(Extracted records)
----------------

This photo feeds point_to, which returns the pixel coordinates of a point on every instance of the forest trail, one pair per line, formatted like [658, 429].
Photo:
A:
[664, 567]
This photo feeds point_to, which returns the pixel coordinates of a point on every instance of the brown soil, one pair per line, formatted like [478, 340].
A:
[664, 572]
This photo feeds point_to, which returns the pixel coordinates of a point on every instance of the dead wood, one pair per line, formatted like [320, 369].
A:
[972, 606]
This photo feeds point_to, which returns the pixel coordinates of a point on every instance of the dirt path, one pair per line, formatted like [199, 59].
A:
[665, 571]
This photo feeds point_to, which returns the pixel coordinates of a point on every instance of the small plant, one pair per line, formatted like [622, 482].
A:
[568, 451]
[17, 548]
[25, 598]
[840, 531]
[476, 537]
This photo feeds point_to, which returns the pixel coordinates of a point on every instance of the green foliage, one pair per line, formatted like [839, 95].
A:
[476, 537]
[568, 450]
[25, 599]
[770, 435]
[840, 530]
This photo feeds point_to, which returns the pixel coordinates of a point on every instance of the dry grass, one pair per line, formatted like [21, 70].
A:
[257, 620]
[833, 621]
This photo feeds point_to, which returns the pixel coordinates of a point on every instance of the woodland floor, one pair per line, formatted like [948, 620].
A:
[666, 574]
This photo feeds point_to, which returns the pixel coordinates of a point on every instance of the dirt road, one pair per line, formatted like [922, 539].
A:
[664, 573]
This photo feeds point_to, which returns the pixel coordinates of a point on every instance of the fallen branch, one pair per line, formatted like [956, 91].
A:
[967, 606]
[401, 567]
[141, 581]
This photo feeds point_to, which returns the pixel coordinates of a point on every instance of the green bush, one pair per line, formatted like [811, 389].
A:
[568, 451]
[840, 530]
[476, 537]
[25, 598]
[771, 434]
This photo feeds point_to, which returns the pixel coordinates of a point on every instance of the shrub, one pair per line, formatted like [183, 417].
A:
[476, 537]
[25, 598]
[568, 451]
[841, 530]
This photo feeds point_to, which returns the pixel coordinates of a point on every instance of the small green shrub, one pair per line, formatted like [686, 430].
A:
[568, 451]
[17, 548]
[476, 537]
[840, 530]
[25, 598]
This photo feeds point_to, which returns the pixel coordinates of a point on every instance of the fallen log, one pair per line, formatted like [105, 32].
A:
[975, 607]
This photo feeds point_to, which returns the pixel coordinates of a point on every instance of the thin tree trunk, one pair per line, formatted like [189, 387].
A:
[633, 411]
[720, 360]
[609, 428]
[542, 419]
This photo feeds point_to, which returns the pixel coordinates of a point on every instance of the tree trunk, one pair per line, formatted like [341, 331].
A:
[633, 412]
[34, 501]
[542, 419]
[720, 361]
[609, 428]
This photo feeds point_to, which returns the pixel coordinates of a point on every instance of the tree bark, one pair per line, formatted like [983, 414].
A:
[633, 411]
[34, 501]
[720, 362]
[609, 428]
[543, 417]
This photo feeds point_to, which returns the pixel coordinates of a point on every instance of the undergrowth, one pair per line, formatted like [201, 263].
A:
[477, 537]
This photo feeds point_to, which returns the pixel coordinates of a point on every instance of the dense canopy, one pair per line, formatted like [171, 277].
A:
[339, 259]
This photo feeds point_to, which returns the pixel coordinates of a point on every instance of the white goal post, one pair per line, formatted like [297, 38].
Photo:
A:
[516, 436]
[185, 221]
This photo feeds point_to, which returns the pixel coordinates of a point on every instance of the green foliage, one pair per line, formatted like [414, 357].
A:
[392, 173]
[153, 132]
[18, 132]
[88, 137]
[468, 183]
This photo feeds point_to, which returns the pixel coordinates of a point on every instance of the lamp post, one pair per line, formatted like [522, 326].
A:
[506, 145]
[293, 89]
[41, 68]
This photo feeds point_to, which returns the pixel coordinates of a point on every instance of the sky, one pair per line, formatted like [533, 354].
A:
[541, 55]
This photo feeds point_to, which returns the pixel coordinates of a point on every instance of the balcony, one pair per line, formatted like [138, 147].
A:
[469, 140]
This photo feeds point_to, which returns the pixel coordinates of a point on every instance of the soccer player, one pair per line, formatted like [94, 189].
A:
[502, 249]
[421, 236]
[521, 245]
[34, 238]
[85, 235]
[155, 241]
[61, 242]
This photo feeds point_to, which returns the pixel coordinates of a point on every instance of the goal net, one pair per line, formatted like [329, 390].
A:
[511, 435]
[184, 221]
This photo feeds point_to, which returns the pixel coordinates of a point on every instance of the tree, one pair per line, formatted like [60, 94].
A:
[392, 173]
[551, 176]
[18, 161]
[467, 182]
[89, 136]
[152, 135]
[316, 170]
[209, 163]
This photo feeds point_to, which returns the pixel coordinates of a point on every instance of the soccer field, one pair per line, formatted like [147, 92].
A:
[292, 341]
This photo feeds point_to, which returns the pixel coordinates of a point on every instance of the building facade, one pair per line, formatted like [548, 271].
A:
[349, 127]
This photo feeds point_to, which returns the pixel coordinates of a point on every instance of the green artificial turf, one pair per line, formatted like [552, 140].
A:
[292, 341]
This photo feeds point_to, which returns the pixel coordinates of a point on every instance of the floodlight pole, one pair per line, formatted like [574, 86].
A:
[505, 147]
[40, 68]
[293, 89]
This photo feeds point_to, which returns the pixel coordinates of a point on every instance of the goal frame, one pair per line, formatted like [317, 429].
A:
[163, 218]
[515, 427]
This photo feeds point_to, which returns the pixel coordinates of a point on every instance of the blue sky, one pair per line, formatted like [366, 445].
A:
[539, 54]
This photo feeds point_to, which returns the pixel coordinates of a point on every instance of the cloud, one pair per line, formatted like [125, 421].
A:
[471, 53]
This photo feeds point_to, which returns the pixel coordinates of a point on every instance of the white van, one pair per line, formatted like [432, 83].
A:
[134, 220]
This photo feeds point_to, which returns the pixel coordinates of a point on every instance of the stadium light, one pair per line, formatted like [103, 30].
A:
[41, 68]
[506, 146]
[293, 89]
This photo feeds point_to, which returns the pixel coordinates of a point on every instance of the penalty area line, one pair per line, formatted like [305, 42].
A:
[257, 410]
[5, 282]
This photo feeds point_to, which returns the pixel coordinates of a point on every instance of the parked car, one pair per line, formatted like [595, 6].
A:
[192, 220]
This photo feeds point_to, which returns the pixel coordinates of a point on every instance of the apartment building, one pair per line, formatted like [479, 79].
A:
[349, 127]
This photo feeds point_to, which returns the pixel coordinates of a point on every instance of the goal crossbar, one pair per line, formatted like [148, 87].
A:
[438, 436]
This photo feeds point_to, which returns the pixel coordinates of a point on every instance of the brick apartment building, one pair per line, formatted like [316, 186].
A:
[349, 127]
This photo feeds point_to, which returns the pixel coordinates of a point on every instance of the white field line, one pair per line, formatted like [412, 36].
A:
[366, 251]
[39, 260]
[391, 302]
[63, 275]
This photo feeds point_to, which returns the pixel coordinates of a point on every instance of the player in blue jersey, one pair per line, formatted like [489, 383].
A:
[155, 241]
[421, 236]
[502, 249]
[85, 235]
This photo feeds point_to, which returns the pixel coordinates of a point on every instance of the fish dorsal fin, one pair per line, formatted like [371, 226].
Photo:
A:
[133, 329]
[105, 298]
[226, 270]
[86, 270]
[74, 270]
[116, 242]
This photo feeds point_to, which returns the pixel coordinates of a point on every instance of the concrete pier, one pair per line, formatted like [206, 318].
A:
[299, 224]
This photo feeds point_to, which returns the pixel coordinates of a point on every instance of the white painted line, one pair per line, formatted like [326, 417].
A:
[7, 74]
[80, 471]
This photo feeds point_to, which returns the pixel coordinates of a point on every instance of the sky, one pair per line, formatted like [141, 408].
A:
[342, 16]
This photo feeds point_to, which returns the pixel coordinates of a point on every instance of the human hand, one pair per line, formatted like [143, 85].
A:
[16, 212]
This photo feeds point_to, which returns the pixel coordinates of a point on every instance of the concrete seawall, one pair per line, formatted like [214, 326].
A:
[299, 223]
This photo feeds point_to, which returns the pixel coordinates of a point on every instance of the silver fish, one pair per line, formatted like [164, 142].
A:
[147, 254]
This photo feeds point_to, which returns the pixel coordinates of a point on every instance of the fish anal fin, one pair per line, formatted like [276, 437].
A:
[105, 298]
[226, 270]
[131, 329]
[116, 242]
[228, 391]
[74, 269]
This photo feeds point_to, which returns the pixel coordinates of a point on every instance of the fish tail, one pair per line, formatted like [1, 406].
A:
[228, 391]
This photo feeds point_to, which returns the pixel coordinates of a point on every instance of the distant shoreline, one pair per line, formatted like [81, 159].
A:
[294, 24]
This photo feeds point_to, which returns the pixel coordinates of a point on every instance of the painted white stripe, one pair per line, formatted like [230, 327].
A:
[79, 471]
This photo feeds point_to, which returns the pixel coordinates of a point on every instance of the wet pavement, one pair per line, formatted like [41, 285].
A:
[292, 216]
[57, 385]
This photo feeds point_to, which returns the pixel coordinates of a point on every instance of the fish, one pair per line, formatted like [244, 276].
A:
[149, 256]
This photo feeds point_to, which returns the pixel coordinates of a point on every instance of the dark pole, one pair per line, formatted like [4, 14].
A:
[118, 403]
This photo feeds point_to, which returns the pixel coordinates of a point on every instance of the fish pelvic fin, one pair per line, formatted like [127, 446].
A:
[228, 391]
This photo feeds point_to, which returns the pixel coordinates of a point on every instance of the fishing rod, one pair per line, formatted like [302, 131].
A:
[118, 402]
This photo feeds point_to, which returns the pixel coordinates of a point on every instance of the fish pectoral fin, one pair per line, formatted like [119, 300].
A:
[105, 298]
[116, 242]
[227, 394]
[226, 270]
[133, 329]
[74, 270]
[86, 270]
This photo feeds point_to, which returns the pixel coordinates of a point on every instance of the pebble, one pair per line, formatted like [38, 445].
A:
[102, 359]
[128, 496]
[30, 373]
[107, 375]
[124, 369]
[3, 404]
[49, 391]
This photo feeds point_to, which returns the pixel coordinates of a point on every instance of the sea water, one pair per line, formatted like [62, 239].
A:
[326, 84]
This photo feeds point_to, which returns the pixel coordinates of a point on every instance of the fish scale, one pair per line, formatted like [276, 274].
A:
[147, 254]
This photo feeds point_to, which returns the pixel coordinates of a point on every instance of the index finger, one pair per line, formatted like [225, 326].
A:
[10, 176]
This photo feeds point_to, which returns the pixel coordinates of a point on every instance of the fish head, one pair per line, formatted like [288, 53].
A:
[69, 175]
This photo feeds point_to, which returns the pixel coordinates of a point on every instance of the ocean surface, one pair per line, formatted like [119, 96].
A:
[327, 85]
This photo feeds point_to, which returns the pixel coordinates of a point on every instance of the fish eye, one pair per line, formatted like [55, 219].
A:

----------------

Reproduce the items word for word, starting at the line that contains "like [225, 326]." and continuing through the final line of the items.

This photo feeds point_to, which returns the pixel coordinates of a point on every instance of the index finger, one pair per line, formatted like [225, 326].
A:
[10, 176]
This photo feeds point_to, which returns the pixel coordinates of a point on every instance of the fish head, one pair per line, formatted like [288, 53].
A:
[69, 175]
This photo feeds point_to, which returns the pixel coordinates of a point on every instance of the ocean surface, one pair per line, formatted like [119, 96].
A:
[327, 85]
This photo feeds point_to, which returns the pixel coordinates of a point on every instance of the fish eye, one pair per line, formatted like [55, 219].
A:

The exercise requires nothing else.